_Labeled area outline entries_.
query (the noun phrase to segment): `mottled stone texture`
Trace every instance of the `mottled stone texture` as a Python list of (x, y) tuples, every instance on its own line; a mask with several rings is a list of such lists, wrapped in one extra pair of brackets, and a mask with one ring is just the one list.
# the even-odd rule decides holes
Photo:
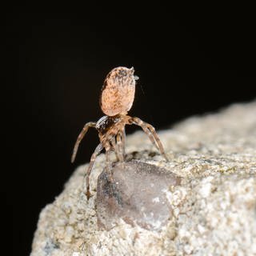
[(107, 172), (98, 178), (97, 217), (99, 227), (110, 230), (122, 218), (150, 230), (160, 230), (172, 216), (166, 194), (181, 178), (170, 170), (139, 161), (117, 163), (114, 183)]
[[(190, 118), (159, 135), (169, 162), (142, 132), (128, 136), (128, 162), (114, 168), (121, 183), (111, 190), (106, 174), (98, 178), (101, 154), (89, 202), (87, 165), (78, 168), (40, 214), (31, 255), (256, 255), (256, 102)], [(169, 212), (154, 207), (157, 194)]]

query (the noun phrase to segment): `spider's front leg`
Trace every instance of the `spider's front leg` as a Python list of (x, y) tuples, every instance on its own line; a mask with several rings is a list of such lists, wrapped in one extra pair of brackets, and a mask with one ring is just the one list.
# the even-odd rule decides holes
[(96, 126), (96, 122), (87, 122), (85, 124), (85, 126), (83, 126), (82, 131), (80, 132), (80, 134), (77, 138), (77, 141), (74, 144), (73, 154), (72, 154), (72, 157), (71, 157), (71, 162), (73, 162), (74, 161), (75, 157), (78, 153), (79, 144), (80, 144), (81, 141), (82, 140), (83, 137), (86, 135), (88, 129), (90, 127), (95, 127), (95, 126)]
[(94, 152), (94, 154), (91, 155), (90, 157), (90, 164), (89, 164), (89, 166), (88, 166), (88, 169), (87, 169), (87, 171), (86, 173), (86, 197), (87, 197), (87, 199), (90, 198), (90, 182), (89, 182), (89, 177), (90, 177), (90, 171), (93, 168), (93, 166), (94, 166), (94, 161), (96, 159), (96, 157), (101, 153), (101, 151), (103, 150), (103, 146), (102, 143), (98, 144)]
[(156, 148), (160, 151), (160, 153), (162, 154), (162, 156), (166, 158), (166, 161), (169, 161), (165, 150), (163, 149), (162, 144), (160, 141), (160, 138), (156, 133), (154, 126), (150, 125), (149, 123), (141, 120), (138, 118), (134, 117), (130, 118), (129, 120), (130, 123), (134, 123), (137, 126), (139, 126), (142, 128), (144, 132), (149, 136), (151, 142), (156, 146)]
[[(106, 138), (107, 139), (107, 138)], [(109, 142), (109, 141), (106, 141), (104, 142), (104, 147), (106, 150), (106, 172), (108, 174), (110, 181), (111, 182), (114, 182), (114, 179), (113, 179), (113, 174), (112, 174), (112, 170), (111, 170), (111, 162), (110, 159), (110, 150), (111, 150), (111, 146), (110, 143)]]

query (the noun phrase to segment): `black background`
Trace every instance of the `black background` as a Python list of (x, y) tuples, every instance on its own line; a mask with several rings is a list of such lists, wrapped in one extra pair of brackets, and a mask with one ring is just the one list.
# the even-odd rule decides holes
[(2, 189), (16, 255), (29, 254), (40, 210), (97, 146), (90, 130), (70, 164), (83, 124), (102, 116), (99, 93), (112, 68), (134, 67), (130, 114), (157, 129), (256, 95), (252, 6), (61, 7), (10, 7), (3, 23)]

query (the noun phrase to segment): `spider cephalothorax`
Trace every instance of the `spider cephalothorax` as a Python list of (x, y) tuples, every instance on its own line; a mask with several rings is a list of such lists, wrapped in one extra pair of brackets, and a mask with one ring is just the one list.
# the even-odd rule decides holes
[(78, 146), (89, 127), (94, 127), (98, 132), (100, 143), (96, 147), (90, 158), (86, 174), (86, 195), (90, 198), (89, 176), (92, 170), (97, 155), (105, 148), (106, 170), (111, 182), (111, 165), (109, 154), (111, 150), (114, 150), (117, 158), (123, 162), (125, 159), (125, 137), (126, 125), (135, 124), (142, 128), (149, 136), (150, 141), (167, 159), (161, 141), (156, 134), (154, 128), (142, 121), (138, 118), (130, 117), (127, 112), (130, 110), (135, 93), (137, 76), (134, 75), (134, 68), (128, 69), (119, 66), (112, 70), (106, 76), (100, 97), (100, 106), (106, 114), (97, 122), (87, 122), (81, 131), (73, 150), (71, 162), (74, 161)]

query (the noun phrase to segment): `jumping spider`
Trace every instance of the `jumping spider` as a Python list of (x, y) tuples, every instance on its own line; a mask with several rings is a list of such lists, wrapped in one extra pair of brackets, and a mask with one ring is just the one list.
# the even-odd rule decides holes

---

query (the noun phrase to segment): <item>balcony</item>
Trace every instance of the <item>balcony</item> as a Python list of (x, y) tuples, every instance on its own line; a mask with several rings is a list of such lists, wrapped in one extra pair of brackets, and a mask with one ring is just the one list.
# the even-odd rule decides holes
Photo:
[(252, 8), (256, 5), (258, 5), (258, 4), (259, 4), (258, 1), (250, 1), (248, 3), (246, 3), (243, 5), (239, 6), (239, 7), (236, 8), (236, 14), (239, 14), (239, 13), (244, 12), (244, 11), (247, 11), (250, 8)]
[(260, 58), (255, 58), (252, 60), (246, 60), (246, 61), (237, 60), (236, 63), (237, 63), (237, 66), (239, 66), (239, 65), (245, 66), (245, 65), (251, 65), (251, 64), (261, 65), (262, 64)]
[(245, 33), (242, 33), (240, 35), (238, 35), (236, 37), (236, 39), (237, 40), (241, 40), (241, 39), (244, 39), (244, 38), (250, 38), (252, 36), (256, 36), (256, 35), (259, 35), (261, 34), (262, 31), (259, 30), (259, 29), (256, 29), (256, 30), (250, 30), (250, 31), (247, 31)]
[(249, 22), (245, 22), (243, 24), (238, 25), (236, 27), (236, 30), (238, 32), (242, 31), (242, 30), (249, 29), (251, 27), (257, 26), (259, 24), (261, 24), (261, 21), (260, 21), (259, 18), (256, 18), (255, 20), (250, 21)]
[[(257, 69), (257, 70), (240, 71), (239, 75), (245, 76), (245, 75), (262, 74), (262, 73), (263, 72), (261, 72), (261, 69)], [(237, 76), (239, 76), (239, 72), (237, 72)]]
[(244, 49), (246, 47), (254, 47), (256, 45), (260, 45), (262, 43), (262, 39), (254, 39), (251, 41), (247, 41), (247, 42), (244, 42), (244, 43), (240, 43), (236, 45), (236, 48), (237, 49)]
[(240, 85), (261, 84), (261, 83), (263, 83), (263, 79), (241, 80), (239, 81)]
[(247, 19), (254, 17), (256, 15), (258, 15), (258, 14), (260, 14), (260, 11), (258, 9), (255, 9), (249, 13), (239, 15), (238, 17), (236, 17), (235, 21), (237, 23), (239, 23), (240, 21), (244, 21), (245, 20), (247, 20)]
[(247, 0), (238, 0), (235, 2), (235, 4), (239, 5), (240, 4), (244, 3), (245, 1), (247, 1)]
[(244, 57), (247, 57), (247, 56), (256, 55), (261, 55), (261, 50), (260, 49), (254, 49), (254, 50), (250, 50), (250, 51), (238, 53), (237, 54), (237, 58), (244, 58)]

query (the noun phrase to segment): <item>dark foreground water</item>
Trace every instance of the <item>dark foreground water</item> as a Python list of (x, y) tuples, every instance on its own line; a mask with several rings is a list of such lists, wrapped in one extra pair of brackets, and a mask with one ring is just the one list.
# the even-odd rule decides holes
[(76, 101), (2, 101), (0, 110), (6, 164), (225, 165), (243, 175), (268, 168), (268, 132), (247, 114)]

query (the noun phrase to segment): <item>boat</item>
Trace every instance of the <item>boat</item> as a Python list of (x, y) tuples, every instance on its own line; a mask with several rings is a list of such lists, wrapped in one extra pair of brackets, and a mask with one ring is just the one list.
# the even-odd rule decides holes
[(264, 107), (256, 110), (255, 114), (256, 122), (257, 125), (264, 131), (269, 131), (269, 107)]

_Brief_.
Please return each line in the items above that contains the word "mottled".

_The answer_.
query (the noun phrase to segment): `mottled stone texture`
Trace every instance of the `mottled stone texture` as a Python list of (x, y) tuples, every instance on its own line; a mask with several rings is a list of such lists, wrapped in one extra pair of brackets, and a mask with one ring is just the one list.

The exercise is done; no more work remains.